#### Exercise details:
Repeat the material in full. Keep every line exactly as it is.

[Labeled area outline entries]

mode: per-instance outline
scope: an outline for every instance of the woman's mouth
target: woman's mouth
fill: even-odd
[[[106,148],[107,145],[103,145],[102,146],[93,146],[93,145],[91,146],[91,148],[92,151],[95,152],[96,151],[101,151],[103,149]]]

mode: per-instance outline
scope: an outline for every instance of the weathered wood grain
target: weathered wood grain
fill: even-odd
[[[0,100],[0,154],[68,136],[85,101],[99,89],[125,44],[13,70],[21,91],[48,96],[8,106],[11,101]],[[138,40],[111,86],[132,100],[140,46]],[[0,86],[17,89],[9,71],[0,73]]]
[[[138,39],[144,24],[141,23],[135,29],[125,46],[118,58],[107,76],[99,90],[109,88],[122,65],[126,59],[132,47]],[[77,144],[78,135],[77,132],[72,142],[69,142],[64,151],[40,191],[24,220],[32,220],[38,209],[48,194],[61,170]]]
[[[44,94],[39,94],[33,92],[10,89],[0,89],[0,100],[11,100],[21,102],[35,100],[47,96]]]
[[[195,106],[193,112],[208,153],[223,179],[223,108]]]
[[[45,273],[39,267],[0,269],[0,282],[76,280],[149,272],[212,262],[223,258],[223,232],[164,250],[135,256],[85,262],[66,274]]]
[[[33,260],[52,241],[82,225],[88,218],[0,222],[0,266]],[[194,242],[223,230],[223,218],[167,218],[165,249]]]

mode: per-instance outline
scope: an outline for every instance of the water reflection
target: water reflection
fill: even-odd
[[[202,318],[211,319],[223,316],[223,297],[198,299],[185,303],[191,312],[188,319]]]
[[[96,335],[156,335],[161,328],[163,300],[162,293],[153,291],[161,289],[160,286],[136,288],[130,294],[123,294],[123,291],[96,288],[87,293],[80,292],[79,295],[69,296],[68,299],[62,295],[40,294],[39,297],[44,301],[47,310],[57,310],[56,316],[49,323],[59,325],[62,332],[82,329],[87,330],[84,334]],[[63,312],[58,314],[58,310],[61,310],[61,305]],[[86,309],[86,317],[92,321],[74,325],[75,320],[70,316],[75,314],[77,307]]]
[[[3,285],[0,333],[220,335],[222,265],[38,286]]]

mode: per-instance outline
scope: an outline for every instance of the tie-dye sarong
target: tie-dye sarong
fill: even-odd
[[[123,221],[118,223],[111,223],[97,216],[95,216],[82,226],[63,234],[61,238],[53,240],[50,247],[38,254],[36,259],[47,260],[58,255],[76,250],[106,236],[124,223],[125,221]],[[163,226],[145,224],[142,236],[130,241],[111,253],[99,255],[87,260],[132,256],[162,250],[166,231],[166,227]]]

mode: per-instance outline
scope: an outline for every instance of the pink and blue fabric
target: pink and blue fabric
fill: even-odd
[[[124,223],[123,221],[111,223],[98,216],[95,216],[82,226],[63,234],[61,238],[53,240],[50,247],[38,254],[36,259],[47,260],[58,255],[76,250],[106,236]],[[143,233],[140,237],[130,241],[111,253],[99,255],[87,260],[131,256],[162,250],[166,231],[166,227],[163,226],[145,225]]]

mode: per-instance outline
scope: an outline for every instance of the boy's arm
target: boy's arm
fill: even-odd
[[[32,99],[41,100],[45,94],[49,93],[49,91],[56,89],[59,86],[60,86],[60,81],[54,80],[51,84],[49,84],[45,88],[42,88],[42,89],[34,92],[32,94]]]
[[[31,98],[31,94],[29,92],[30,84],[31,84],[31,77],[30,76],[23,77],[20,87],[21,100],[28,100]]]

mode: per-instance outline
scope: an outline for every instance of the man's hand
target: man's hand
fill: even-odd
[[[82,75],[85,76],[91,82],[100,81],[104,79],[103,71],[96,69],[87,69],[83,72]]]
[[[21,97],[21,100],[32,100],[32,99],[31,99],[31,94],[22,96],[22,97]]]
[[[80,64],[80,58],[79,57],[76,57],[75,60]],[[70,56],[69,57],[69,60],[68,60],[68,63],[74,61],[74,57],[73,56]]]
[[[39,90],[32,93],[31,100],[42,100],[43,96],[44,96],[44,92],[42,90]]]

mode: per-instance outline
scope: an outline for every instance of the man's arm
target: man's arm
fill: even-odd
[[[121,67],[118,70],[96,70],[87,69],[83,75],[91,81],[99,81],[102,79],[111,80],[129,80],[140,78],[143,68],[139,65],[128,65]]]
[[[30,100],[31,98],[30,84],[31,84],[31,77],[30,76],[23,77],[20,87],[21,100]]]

#### Answer:
mode: per-instance outline
scope: an outline for every instance of the woman's mouth
target: woman's mouth
fill: even-odd
[[[106,148],[107,145],[103,145],[102,146],[93,146],[93,145],[91,146],[91,148],[92,151],[95,152],[96,151],[101,151],[103,149]]]

mode: per-instance outline
scope: an outline for every instance of the weathered wood grain
target: weathered wood grain
fill: even-odd
[[[0,100],[0,154],[68,136],[85,101],[99,89],[125,44],[13,70],[21,91],[48,96],[8,106],[11,101]],[[138,40],[111,86],[132,100],[140,46]],[[0,86],[17,89],[9,71],[0,73]]]
[[[138,39],[144,24],[141,23],[135,29],[125,46],[118,58],[107,76],[99,90],[109,88],[122,65],[126,59],[132,47]],[[77,144],[78,135],[77,132],[72,142],[69,142],[64,151],[40,191],[24,220],[32,220],[38,209],[48,194],[61,170]]]
[[[44,94],[39,94],[33,92],[10,89],[0,89],[0,100],[11,100],[21,102],[35,100],[47,96]]]
[[[195,106],[193,112],[208,153],[223,179],[223,108]]]
[[[45,273],[39,267],[0,269],[0,282],[76,280],[149,272],[212,262],[223,258],[223,232],[164,250],[135,256],[85,262],[66,274]]]
[[[33,260],[52,241],[82,225],[88,218],[0,222],[0,266]],[[194,242],[223,230],[223,218],[167,218],[165,249]]]

mode: per-instance outline
scope: an outline for every instance of the water reflection
target: water reflection
fill: even-odd
[[[202,318],[211,319],[223,316],[223,297],[198,299],[185,303],[191,312],[188,319]]]
[[[96,335],[156,335],[161,328],[163,300],[162,293],[153,291],[161,289],[160,286],[136,288],[130,294],[123,294],[123,291],[96,288],[87,293],[80,292],[79,295],[69,296],[68,299],[62,295],[40,294],[39,297],[44,301],[47,310],[57,310],[56,316],[49,323],[59,325],[62,332],[82,329],[87,330],[84,334]],[[63,312],[58,314],[58,310],[61,310],[61,305]],[[86,309],[86,317],[92,321],[74,325],[75,320],[70,316],[75,314],[77,307]]]
[[[3,285],[0,333],[220,335],[222,265],[38,286]]]

mode: per-instance outline
scope: an outline for every instance of the tie-dye sarong
target: tie-dye sarong
fill: even-odd
[[[123,221],[118,223],[111,223],[97,216],[95,216],[82,226],[63,234],[61,238],[53,240],[50,247],[38,254],[36,259],[47,260],[58,255],[76,250],[106,236],[124,223],[125,221]],[[163,226],[145,224],[142,236],[130,241],[111,253],[99,255],[87,260],[132,256],[162,250],[166,231],[166,227]]]

mode: per-instance outline
scope: an outline for every instance of the pink and blue fabric
target: pink and blue fabric
fill: even-odd
[[[124,223],[123,221],[111,223],[98,216],[95,216],[82,226],[63,234],[61,238],[53,240],[50,247],[38,254],[36,259],[47,260],[58,255],[76,250],[106,236]],[[143,233],[140,237],[130,241],[111,253],[99,255],[87,260],[131,256],[162,250],[166,231],[166,227],[163,226],[145,225]]]

mode: per-instance outline
scope: an outline for every instance of the boy's arm
target: boy's arm
fill: even-odd
[[[32,99],[41,100],[45,94],[49,93],[49,91],[56,89],[59,86],[60,86],[60,81],[54,80],[51,84],[49,84],[45,88],[42,88],[42,89],[34,92],[32,94]]]
[[[31,98],[31,94],[29,92],[30,84],[31,84],[31,77],[30,76],[23,77],[20,87],[21,100],[28,100]]]

mode: per-instance outline
scope: an outline for every instance of the man's hand
target: man's hand
fill: even-odd
[[[82,75],[85,76],[91,82],[100,81],[104,79],[103,71],[96,69],[87,69],[83,72]]]
[[[21,97],[21,100],[32,100],[32,99],[31,99],[31,94],[22,96],[22,97]]]
[[[80,64],[80,58],[79,57],[76,57],[75,60]],[[70,56],[69,57],[69,60],[68,60],[68,63],[74,61],[74,57],[73,56]]]
[[[39,90],[32,93],[31,100],[42,100],[43,96],[44,96],[44,92],[42,90]]]

mode: per-instance outline
scope: an outline for every instance of the man's arm
target: man's arm
fill: even-odd
[[[121,67],[118,70],[96,70],[87,69],[83,75],[91,81],[99,81],[102,79],[111,80],[129,80],[140,78],[143,68],[139,65],[128,65]]]
[[[30,100],[31,98],[30,84],[31,84],[31,77],[30,76],[23,77],[20,87],[21,100]]]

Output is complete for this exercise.